What you should do
Revise the material below by replacing "pixel coordinates" with "image coordinates" wherever it occurs, leaving everything else unchanged and omitting the pictures from your answer.

Material for this task
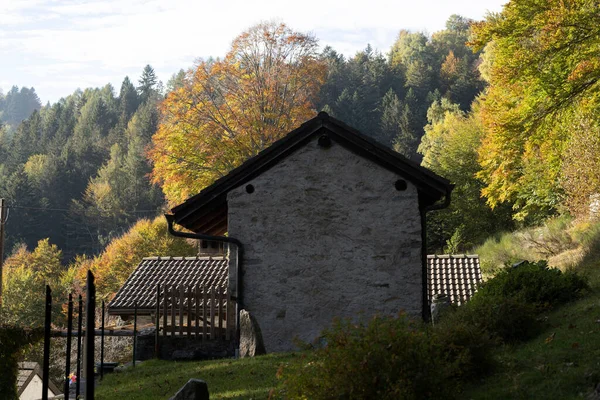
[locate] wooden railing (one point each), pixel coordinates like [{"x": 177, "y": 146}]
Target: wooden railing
[{"x": 204, "y": 313}]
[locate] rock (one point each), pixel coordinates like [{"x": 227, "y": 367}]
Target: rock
[
  {"x": 186, "y": 354},
  {"x": 194, "y": 389},
  {"x": 251, "y": 341}
]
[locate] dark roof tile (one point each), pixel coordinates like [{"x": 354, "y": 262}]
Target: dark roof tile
[
  {"x": 454, "y": 275},
  {"x": 140, "y": 287}
]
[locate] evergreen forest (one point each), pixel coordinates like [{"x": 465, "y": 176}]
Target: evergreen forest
[{"x": 505, "y": 108}]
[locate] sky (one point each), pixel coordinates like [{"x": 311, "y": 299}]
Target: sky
[{"x": 57, "y": 46}]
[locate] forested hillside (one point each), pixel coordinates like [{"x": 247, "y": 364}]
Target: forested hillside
[
  {"x": 76, "y": 171},
  {"x": 506, "y": 108}
]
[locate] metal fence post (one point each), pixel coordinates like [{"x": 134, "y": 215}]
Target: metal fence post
[
  {"x": 90, "y": 326},
  {"x": 46, "y": 362},
  {"x": 68, "y": 350}
]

The solution
[locate] wooden railing (one point each), image coordinates like [{"x": 177, "y": 146}]
Target: wooden railing
[{"x": 204, "y": 313}]
[locate] rock (one point each), image coordinates like [{"x": 227, "y": 367}]
Target: rock
[
  {"x": 186, "y": 354},
  {"x": 194, "y": 389},
  {"x": 251, "y": 341}
]
[locate] dark roof tile (one point each), image coordinates like [{"x": 354, "y": 262}]
Target: dark roof tile
[
  {"x": 454, "y": 275},
  {"x": 140, "y": 287}
]
[locate] evergreen forest (one point each), image coordinates like [{"x": 465, "y": 176}]
Target: evergreen forest
[{"x": 505, "y": 108}]
[locate] sky (one point each), image coordinates like [{"x": 311, "y": 299}]
Target: sky
[{"x": 57, "y": 46}]
[locate] forested hillside (one point each), image coordinates like [{"x": 247, "y": 364}]
Target: forested hillside
[
  {"x": 76, "y": 171},
  {"x": 506, "y": 108}
]
[locate] metal fence post (one point each), image coordinates like [{"x": 134, "y": 215}]
Target: metal fence post
[
  {"x": 90, "y": 326},
  {"x": 46, "y": 362},
  {"x": 68, "y": 350}
]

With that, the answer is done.